▶ EXERCISE TASK
Starting from the line that contains "Look at the photo above. For each instance of the knit" and running through the end of the material, inclusive, substitute "wool beanie" for "knit hat" and give those lines again with everything else unchanged.

· · ·

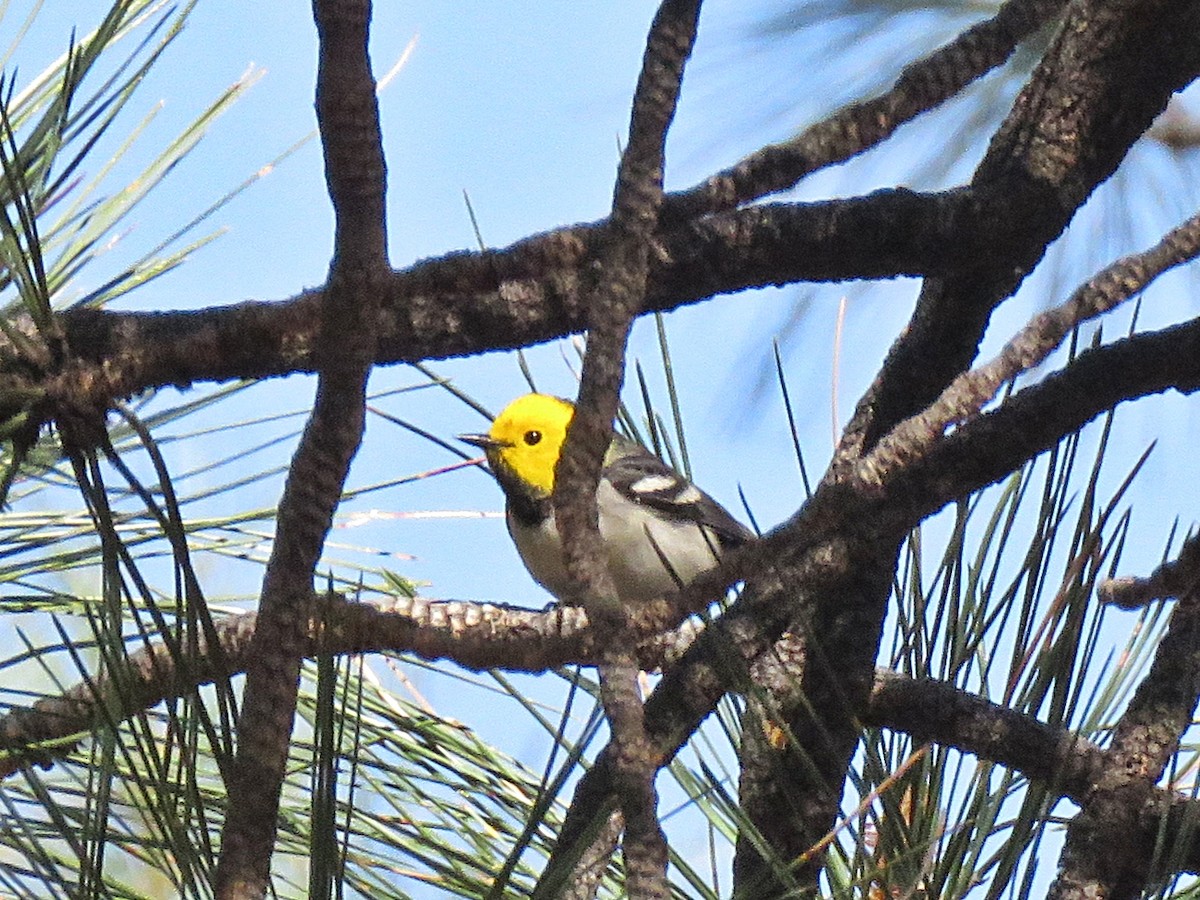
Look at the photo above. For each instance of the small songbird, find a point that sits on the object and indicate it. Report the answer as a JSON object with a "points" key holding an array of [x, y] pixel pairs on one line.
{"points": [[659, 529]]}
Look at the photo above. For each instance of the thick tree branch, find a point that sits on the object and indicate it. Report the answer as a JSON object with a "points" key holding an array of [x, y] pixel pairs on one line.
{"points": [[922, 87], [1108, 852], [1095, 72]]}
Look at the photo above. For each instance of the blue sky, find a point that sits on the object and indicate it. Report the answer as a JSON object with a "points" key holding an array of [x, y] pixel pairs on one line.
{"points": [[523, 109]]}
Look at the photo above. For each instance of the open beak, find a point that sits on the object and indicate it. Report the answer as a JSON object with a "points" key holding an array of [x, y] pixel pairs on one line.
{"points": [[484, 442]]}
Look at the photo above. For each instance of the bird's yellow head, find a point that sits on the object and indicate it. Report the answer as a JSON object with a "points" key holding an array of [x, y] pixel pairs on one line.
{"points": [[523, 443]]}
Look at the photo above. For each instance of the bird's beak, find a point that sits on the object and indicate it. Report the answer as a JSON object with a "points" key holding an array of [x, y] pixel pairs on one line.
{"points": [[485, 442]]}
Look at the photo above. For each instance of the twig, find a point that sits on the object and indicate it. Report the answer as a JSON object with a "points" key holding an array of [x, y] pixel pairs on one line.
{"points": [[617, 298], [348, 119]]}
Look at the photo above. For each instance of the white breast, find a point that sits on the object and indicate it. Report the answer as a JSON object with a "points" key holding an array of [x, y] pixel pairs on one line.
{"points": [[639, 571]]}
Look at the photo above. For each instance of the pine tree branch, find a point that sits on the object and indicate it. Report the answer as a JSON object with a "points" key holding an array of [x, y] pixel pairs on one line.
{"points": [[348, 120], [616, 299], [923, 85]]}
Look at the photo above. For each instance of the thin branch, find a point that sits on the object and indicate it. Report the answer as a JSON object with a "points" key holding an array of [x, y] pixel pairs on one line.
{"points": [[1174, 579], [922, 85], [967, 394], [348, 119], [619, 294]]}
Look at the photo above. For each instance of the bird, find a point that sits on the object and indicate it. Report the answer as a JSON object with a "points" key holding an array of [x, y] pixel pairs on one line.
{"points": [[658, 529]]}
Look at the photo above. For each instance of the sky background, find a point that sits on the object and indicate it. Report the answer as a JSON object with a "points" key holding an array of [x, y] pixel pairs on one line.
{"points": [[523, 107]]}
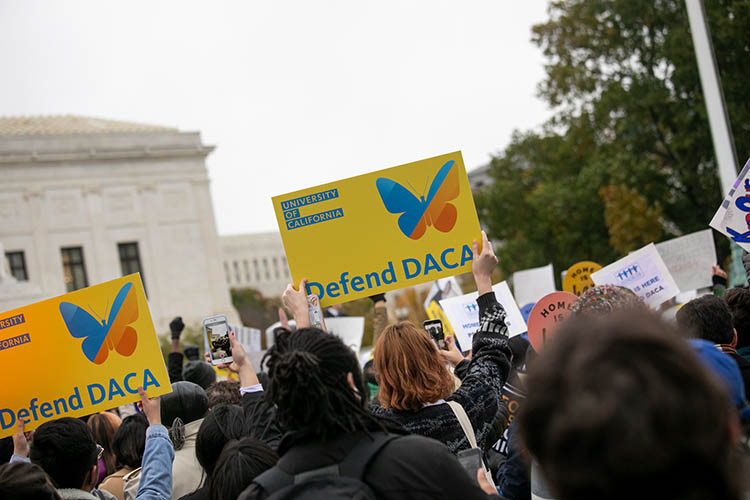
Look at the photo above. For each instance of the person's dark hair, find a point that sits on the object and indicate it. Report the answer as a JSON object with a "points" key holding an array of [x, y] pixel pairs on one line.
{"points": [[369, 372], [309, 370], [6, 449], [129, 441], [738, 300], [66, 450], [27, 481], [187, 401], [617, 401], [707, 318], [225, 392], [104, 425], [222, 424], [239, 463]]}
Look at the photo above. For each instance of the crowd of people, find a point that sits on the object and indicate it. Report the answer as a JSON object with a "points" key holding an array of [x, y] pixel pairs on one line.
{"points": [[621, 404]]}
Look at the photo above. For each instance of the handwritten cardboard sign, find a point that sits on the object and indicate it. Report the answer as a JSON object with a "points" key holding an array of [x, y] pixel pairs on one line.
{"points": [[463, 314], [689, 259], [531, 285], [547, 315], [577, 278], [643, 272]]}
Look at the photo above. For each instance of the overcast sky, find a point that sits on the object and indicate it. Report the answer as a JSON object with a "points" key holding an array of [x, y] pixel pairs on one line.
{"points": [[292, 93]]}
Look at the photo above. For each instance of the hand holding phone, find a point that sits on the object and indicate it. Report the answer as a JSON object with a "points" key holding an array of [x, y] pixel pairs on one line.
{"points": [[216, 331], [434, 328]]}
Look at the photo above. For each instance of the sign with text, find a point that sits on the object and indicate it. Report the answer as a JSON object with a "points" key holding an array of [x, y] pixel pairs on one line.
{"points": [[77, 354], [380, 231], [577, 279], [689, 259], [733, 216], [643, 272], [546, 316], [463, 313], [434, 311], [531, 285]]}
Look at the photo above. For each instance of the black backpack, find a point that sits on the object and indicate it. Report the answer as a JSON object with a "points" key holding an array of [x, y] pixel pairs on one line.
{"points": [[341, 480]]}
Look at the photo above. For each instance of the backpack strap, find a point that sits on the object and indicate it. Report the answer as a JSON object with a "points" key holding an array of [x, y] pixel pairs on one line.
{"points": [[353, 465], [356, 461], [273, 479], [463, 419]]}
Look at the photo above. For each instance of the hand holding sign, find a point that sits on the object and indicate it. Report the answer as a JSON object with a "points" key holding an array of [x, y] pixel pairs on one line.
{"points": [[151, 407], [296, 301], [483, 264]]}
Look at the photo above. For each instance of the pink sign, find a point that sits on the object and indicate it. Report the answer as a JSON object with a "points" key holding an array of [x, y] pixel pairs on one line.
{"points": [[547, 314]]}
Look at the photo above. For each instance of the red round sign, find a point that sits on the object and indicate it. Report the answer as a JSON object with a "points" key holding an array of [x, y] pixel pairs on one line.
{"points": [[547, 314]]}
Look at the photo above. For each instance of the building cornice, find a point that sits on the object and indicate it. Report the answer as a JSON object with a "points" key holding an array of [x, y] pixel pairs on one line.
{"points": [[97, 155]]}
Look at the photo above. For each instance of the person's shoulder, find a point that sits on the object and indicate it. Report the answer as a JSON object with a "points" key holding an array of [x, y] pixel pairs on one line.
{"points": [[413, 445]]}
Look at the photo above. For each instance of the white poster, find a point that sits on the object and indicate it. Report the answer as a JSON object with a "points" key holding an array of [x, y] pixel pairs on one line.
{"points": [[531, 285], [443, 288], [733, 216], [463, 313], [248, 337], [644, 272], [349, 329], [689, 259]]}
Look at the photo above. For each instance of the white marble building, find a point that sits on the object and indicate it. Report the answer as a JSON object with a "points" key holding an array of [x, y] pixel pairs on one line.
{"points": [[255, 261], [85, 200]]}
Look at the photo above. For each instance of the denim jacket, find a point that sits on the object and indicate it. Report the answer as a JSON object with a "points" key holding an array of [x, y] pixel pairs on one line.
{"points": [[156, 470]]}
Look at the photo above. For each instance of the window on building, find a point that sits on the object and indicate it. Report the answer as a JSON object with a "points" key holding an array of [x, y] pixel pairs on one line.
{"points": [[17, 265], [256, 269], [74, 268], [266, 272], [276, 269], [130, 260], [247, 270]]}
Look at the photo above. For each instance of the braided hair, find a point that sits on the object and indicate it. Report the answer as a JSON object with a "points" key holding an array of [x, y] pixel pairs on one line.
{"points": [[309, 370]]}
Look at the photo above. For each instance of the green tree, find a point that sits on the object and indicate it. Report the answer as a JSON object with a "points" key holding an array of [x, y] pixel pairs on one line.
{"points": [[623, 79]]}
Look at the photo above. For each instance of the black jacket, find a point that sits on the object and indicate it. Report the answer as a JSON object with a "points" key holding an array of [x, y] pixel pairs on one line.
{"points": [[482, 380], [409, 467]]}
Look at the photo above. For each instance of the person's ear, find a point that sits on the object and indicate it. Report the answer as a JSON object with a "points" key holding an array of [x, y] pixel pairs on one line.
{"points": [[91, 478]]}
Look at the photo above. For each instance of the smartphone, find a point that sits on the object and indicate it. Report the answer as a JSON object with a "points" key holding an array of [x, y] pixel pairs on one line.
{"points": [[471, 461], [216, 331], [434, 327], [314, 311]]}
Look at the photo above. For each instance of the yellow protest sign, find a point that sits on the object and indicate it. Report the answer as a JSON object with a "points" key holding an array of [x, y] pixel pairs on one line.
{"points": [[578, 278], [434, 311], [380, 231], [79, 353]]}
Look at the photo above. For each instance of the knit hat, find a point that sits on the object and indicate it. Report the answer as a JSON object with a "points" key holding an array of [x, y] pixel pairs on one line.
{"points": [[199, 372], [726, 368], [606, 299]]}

· · ·

▶ FULL SOLUTION
Look at the photo above. For each instance of the wool beanie, find a point that sits on the object and indicate it. Report the answer as a JSON object with a "points" key holding an array of [x, y] pixel pairs on one line.
{"points": [[199, 372], [726, 368], [606, 299]]}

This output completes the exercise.